**Excerpted passage:**
* * *

At this point, God already mentions that on the sixth day there will be a double
portion. Immediately afterwards Moshe and Aharon speak to the people, and, for
the first time and without apparent command from God, tell them that
in the evening, you
will know that God has taken you out of Egypt; and in the morning, you will see
the glory of God, when He hears your complaint against God, but who are we, that
you should complain against us (7,8).
Moshe then makes
explicit the meaning of "evening and morning," telling them,
when God gives you
meat in the evening and bread in the morning in satiation, when God shall hear
your complaints which you complain against Him, but who are we; your complaints
are not against us but against God (8).
Only after Aharon
gathers the people do we find God saying to Moshe:
Say to them, you
shall eat meat towards evening and in the morning be satiated with bread, and
you shall know that I am HaShem your God" (12).
What is happening here? Apparently, there are two different issues. One
is the faith issue I described above. God's answer to that is the manna, with
Shabbat emphasized. But Moshe and Aharon have seized on another issue. The Jews,
in their complaint, have complained to Moshe and Aharon and placed the
responsibility for their plight squarely on their shoulders. "Would that we had
died by the HAND OF GOD in the land of Egypt... for YOU have taken us out to
this desert, to kill all this congregation by hunger" (3). Moshe perceives a
basic error of religious knowledge here. The Jews fail to see the guiding hand
of God in the exodus and in the path in the desert. Moshe therefore speaks to
the people and admonishes them, telling them that their complaint is not against
him and Aharon, but against God. Moshe emphasizes that when they see the
miracles of the quail and the manna, they will "know that God has taken you out
of Egypt" (6). It appears to me that the manna is the basic answer to the slave
mentality of the Jews, which is not so much a sin as a condition. God does not
give the manna as a punishment or a rebuke, but as a gift. The quail, on the
other hand, although food, carries within it a rebuke, similar to what happens
in Parashat Behaalotekha, when the Jews rebel against the regimen of the manna
and God bombards them with quail (Bamidbar 11). The purpose of the quail is
directly to correct the theological transgression and to show them that God is
in charge of their destiny. Precisely because the quail is a natural solution
(though miraculous in its appearance in this place and time), it demonstrates
God's mastery over NATURE, and therefore His responsibility for their fate. The
manna, on the other hand, shows that those who are God's servants are completely
out of the bounds of nature and are fed directly from "His
table."

* * *

**Stated exercise 1:** In two sentences, summarize the passage on the manna and the quail.
**Stated exercise 2:** In the passage on the manna and the quail, what does the manna show about those who are God's servants?
**Stated exercise 3:** Quote the passage on the manna and the quail from "At this point, God" up to and including "against God (8).".

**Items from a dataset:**
* * *

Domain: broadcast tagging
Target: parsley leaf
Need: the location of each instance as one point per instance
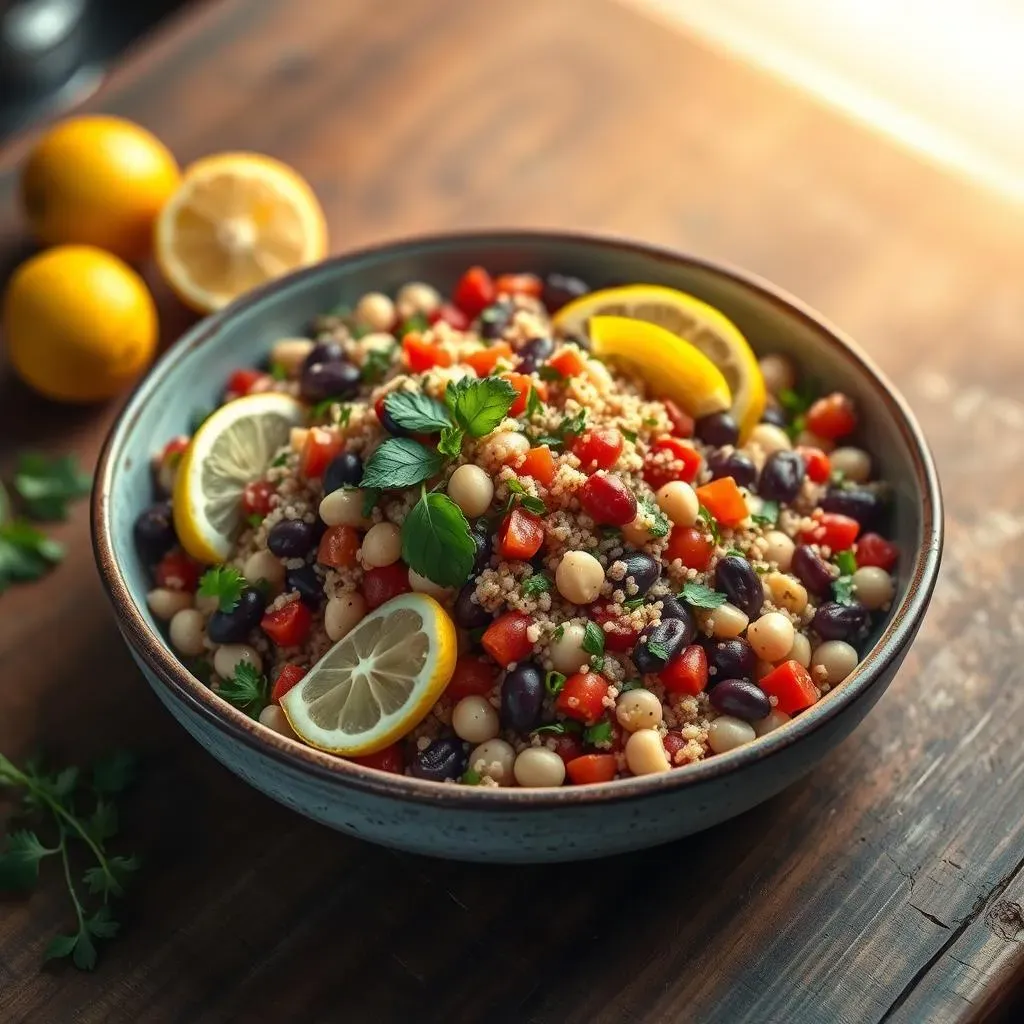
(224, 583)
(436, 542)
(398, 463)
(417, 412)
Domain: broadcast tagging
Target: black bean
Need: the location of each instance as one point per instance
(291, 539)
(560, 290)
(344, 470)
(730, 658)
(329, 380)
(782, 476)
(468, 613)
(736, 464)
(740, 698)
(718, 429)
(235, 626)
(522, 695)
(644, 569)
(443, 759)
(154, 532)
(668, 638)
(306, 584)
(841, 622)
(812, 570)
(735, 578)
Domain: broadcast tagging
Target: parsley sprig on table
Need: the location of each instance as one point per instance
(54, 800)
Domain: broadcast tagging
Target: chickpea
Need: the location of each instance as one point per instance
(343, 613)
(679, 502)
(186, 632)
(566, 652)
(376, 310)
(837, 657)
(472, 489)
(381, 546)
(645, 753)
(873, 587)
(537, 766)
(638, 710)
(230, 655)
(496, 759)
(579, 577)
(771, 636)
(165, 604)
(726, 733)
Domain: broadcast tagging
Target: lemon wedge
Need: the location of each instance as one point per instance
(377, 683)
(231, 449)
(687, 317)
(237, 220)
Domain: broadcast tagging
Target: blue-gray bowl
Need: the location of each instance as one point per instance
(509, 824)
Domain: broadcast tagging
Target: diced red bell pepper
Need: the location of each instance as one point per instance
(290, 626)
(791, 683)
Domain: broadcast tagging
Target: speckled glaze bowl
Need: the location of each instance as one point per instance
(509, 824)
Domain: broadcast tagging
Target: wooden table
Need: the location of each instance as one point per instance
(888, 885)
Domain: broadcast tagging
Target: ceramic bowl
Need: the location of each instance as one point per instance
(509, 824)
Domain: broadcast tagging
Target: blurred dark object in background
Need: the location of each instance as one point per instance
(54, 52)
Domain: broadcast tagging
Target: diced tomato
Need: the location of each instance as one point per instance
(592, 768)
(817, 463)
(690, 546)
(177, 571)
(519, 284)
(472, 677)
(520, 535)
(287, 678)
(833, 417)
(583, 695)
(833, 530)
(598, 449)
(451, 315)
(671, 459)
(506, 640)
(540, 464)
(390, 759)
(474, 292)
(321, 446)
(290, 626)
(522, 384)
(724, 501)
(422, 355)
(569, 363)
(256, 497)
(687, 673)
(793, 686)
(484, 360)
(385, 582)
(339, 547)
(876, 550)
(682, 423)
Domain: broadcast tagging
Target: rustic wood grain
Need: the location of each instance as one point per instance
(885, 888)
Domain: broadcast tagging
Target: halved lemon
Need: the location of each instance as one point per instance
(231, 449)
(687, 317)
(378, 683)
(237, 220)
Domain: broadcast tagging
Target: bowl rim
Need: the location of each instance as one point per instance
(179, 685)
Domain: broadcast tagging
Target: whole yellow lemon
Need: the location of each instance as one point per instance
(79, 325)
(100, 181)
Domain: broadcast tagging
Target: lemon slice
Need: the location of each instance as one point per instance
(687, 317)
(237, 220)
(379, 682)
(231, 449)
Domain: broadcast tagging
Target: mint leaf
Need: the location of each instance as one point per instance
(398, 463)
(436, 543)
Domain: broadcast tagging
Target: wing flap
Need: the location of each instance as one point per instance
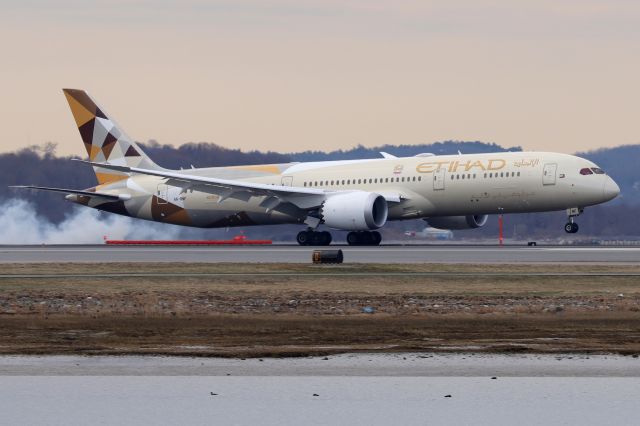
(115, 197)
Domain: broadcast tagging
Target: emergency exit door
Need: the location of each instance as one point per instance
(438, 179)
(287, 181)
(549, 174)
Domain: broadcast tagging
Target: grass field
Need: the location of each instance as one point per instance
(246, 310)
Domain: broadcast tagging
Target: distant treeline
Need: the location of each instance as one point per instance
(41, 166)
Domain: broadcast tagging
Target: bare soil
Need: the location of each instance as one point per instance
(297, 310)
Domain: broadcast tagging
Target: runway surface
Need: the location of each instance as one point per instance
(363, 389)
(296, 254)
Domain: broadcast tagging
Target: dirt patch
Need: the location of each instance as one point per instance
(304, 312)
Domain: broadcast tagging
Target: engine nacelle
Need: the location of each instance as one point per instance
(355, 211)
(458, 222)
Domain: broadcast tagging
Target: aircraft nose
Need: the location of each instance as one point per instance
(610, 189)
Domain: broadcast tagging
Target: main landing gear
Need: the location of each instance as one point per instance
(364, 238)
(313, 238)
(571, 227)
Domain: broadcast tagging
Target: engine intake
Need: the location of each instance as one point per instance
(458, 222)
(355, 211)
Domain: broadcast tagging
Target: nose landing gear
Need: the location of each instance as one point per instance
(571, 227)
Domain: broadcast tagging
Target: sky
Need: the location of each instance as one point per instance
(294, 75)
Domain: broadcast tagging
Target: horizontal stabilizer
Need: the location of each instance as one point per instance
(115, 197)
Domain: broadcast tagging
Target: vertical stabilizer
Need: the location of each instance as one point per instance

* * *

**Exercise response 1:** The passage identifies two issues: the people's faith, which God answers with the manna and its emphasis on Shabbat, and their blaming of Moshe and Aharon, which Moshe corrects by telling them their complaint is against God, not against the two of them. It presents the manna as a gift answering the slave mentality of the Jews, while the quail carries a rebuke meant to show God's mastery over nature and His responsibility for their fate.

**Exercise response 2:** It shows that they are completely out of the bounds of nature and are fed directly from "His table."

**Exercise response 3:**
At this point, God already mentions that on the sixth day there will be a double
portion. Immediately afterwards Moshe and Aharon speak to the people, and, for
the first time and without apparent command from God, tell them that
in the evening, you
will know that God has taken you out of Egypt; and in the morning, you will see
the glory of God, when He hears your complaint against God, but who are we, that
you should complain against us (7,8).
Moshe then makes
explicit the meaning of "evening and morning," telling them,
when God gives you
meat in the evening and bread in the morning in satiation, when God shall hear
your complaints which you complain against Him, but who are we; your complaints
are not against us but against God (8).